__Excerpted text__
-=-=-

Growth Diagnostic for the State of Oaxaca
Isolation and its Role in the Low Productivity Trap
CID Research Fellow & Graduate Student Working Paper No. 95
Rafael Rivera Sánchez, Angel Sarmiento Hinojosa and Sebastián Serra Wright
September 2018
Abstract
Oaxaca is the second-poorest state in Mexico. It is also growing more slowly than the national average, leading to regional divergence. This paper seeks to diagnose the binding constraints that keep GDP growth in Oaxaca low.
There is significant variation in average monthly incomes within Oaxaca, with a 12x gap between the municipality with the highest salary and that with the lowest. Oaxaca has 570 municipalities, whereas given its population and the national average for people per municipality it should have 66. And it is very indigenous: 58% of the population speaks an indigenous language, compared to a national average of 15%. Oaxaca’s product space, a measure of how many kinds of industries provide employment in the state, is very low and has seen very limited change since 2004. The state shares some similarities with other states in southern Mexico, such as Chiapas and Guerrero. All three share a limited manufacturing base which, even after signing NAFTA, remained flat as a proportion of state GDP. They also have a poverty rate nearly 3 times the national average.

-=-=-

__Data below__

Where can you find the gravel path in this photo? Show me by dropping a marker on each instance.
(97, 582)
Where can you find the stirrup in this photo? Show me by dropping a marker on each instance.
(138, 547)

-=-=-

__Activity 1__
Decide whether each statement agrees with the Oaxaca working paper, answering yes or no and quoting the deciding words: (a) Oaxaca has 570 municipalities. (b) Oaxaca is the poorest state in Mexico. (c) After NAFTA, the manufacturing base of Oaxaca, Chiapas and Guerrero grew as a share of state GDP.
__Activity 2__
Write out the passage of the Oaxaca working paper starting at "Growth Diagnostic for" and ending at "in Oaxaca low.", replacing "binding constraints" with "main obstacles".
__Activity 3__
According to the Oaxaca working paper, what percentage of Oaxaca's population speaks an indigenous language?
The material comes from a separate source.

__Exercise answer 1__
(a) Yes: "Oaxaca has 570 municipalities"
(b) No: "Oaxaca is the second-poorest state in Mexico."
(c) No: "remained flat as a proportion of state GDP"

__Exercise answer 2__
Growth Diagnostic for the State of Oaxaca
Isolation and its Role in the Low Productivity Trap
CID Research Fellow & Graduate Student Working Paper No. 95
Rafael Rivera Sánchez, Angel Sarmiento Hinojosa and Sebastián Serra Wright
September 2018
Abstract
Oaxaca is the second-poorest state in Mexico. It is also growing more slowly than the national average, leading to regional divergence. This paper seeks to diagnose the main obstacles that keep GDP growth in Oaxaca low.

__Exercise answer 3__
58%